Top of Extracted material

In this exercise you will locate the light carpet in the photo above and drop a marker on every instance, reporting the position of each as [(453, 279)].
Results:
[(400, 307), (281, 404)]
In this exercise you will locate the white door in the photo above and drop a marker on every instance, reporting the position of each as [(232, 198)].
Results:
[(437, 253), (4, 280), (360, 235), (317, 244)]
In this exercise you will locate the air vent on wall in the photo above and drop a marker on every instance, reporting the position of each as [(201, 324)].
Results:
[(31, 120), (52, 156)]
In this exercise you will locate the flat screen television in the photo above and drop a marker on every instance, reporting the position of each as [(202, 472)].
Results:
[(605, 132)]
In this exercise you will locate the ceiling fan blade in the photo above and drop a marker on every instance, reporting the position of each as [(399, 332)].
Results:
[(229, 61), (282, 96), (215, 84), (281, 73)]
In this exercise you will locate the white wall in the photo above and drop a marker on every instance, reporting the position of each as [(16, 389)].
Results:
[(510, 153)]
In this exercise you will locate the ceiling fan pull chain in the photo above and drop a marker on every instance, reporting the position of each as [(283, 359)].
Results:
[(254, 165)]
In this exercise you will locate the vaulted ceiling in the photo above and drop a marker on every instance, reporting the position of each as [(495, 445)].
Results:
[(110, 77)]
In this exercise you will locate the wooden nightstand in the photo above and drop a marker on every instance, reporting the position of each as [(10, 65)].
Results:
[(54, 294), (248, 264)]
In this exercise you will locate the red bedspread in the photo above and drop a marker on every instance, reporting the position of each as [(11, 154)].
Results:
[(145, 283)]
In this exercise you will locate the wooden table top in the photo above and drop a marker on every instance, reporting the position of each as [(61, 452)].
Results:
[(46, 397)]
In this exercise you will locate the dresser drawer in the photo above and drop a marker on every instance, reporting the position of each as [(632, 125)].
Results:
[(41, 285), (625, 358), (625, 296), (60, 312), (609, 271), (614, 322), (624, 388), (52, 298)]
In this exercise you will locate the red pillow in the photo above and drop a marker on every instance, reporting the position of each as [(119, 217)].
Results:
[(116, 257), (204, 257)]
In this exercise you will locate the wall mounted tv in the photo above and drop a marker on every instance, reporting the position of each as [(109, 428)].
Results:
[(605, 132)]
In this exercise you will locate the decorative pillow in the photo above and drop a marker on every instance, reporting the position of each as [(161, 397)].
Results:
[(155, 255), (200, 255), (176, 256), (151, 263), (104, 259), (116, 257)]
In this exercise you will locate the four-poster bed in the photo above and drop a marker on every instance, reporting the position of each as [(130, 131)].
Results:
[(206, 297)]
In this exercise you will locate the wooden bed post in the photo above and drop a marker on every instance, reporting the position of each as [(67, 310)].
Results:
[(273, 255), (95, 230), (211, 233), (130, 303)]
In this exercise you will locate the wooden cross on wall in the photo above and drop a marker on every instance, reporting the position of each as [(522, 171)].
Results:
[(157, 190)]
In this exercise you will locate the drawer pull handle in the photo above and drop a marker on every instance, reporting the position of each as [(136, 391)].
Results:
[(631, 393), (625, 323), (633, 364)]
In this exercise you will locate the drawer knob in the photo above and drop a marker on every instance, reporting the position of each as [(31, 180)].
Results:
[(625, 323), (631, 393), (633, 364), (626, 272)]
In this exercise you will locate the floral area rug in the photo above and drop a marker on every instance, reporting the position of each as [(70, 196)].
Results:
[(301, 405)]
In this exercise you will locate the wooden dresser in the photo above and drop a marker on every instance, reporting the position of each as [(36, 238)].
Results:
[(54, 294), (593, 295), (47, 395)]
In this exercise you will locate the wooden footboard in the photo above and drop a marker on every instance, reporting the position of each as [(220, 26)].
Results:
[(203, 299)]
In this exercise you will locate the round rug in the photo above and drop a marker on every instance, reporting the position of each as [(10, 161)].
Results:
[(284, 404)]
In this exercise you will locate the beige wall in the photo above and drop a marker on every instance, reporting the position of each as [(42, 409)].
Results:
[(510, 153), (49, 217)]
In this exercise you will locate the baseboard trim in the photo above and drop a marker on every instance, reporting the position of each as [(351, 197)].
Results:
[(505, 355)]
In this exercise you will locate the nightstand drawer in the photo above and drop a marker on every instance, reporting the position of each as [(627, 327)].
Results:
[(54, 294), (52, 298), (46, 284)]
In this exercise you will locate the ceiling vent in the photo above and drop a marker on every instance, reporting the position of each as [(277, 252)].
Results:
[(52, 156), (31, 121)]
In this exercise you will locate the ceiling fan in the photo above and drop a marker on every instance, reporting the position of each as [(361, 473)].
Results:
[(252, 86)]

Bottom of Extracted material
Top of Extracted material

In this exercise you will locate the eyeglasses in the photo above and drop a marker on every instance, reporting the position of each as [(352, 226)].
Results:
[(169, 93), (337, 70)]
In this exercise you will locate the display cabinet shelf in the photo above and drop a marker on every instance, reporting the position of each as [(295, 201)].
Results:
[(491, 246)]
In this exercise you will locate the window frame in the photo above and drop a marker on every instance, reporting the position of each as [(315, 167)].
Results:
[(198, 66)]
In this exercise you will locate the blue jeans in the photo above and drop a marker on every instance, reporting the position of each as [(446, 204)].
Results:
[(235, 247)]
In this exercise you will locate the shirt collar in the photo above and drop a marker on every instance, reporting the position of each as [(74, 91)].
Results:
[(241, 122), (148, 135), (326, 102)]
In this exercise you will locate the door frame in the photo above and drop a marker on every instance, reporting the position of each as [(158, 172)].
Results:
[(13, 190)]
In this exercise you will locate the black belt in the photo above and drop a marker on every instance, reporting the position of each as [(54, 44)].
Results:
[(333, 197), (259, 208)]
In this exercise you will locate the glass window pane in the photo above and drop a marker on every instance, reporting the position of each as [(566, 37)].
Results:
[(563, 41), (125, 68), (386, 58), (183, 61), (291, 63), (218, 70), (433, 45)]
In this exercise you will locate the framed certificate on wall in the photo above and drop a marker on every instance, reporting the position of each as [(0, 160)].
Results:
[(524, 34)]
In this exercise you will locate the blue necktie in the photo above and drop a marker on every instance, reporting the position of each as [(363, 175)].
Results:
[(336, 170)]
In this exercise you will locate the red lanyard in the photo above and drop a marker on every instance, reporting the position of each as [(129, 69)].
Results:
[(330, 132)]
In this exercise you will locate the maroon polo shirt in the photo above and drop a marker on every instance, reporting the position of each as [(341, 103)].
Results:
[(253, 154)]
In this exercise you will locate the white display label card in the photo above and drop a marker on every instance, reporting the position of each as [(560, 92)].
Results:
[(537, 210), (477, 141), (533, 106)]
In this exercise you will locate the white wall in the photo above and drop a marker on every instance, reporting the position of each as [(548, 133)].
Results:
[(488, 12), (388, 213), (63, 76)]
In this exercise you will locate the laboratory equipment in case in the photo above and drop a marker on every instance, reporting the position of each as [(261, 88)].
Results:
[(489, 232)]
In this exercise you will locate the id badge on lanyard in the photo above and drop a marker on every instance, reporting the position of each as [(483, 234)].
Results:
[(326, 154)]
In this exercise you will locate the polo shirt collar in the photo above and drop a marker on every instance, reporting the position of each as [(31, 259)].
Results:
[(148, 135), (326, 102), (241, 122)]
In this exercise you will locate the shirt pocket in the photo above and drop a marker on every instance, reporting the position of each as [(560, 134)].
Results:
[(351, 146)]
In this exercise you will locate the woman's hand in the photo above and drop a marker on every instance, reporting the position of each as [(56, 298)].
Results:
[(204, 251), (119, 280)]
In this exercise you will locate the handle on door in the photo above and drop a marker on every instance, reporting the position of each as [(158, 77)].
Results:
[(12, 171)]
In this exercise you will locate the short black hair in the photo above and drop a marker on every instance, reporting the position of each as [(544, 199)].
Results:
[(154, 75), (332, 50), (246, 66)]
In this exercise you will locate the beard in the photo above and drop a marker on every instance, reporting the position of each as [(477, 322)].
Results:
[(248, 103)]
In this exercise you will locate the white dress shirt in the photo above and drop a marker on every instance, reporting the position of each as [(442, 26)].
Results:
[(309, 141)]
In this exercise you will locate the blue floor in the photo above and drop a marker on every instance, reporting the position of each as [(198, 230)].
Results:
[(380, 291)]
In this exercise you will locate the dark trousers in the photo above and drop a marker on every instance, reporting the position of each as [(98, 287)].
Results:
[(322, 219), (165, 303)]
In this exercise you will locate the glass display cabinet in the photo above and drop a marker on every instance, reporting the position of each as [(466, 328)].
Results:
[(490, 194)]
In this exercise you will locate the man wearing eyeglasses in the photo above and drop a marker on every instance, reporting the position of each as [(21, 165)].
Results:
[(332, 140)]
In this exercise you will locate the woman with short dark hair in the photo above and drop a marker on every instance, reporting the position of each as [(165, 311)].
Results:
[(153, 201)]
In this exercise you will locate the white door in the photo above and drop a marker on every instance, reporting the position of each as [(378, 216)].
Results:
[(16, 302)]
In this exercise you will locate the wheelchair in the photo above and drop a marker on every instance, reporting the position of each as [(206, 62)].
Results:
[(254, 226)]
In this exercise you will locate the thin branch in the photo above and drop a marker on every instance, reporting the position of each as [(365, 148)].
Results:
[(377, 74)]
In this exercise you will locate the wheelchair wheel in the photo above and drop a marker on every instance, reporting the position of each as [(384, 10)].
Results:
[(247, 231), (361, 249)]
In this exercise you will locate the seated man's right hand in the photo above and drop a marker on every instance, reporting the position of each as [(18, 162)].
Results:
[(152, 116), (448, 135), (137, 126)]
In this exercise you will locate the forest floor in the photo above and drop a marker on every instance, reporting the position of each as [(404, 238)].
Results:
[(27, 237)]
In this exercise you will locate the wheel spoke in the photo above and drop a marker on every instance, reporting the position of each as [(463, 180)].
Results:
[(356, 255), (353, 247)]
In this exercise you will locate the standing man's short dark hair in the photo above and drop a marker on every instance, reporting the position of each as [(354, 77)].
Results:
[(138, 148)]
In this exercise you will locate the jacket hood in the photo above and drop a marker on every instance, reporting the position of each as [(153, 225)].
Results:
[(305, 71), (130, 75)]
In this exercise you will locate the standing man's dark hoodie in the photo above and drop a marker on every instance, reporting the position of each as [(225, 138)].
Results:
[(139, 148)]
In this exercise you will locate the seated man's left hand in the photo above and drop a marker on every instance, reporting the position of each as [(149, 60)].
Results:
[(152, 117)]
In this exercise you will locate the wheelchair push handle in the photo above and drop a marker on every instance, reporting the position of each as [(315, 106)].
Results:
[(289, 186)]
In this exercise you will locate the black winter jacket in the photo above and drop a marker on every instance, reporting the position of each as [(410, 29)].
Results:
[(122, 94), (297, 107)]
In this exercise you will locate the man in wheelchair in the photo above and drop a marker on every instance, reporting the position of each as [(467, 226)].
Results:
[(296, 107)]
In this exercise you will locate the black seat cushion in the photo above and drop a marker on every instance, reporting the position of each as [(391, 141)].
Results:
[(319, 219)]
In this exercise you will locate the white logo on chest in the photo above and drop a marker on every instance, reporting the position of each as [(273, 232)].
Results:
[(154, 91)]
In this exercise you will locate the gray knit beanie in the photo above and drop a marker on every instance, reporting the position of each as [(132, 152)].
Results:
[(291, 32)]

Bottom of Extracted material

[Your goal]
In the entries above, the lines between the one holding "In this exercise you will locate the shirt collar" and the one holding "as [(548, 133)].", inclusive, are to be printed exactly as written, and those alone.

[Answer section]
In this exercise you will locate the shirt collar in the photo above and drop a marker on every instance, reporting the position of each as [(74, 91)].
Results:
[(241, 122), (148, 135), (326, 102)]
In this exercise you will locate the door frame in the photo above and drop a marker on every instance, reporting the position of each as [(158, 172)].
Results:
[(13, 190)]
In this exercise you will locate the black belt in the photo above and drop a marker on every instance, reporting the position of each as [(54, 44)].
Results:
[(333, 197), (259, 208)]
In this exercise you will locate the glass window pane in the photo above and drop a marker on every instance, reporting the position of each as [(566, 37)].
Results:
[(563, 41), (125, 68), (386, 58), (183, 61), (291, 63), (218, 70), (433, 45)]
In this exercise you will locate the framed certificate on wall in the photo above and drop a marker on every instance, reporting the position of each as [(0, 160)].
Results:
[(524, 34)]
In this exercise you will locate the blue necktie in the photo above and drop a marker on every instance, reporting the position of each as [(363, 175)].
Results:
[(336, 170)]
In this exercise you will locate the red lanyard in the photo above and drop a marker on every instance, reporting the position of each as [(129, 69)].
Results:
[(330, 132)]
In this exercise you will locate the maroon polo shirt in the photo above and drop a marker on every instance, reporting the position of each as [(341, 103)].
Results:
[(253, 154)]
In this exercise you will locate the white display label card in the photo above and drop a marker on every instance, reporting the position of each as [(560, 92)].
Results:
[(537, 210), (477, 141), (533, 106)]
In this exercise you will locate the white wall in the photo above and drop a marker on every instance, reporting the position of each as [(548, 133)].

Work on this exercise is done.